Extract to read:
From a Catholic perspective, what
constitutes real family life, not just in this generation but in
any generation? And, how does today’s feast of the Holy Family challenge parents
and kids to become a real family, as God intends it?
One clue to the answer, I think,
has very much to do with what those television shows did not portray
about real families. Perhaps God had a place in the lives of the Nelson
and Cleaver families, but you never saw Ozzie and Harriet or June and
Ward praying or, for that matter, dragging their children to church.
Perhaps, too, faith had a place in the lives of the Bundys and Simpsons,
but you never once heard them relate their struggles to their faith and
try to resolve their differences as people of faith do. Maybe Archie and
Edith did provide Gloria religious instruction, but never once did you
hear Archie or Edith engaging Gloria in an extended conversation about
morality.
Looking back over the past five
decades, it’s almost as if God has been the "entirely Absent
One" from real family life, at least as depicted on the television
screen.
From a Catholic perspective, I
would assert that God is not the entirely Absent One. No, for Catholics,
God is the "entirely Present One" in real family life,
although maybe not in the way some might think.
Nowhere is God more present than
in husbands and wives who work hard to root their marriage in God.
And, husbands and wives parents bear with one another, they become more
intimately united in the warm bond of God's peace and love. In God’s
absence, chaos and hate divide spouses, destroying their love for one
another. Simply put: for Catholics, God is the "entirely Present
One" who constitutes real family life as mothers and fathers
bear with one another, are intimately united in the warm bond of God's
peace and love, and share that gift with their children. As the former
President of Notre Dame University once said: "The greatest gift a
father can have for his children is to love their mother." To which
I add: "And, the greatest gift a mother can have for her children
is to love their father."

Task directions: Transcribe everything in the passage on God in family life from "Looking back over" down to "marriage in God.". The rows are not needed here.

Entries supplied:
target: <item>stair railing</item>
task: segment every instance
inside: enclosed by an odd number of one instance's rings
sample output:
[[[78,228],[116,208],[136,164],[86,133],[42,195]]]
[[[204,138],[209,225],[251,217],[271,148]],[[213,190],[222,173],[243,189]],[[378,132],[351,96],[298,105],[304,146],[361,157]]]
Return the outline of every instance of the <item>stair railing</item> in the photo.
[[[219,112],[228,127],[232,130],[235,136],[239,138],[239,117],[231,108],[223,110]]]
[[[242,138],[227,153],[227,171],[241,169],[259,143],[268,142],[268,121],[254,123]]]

Finished task:
Looking back over the past five
decades, it’s almost as if God has been the "entirely Absent
One" from real family life, at least as depicted on the television
screen.
From a Catholic perspective, I
would assert that God is not the entirely Absent One. No, for Catholics,
God is the "entirely Present One" in real family life,
although maybe not in the way some might think.
Nowhere is God more present than
in husbands and wives who work hard to root their marriage in God.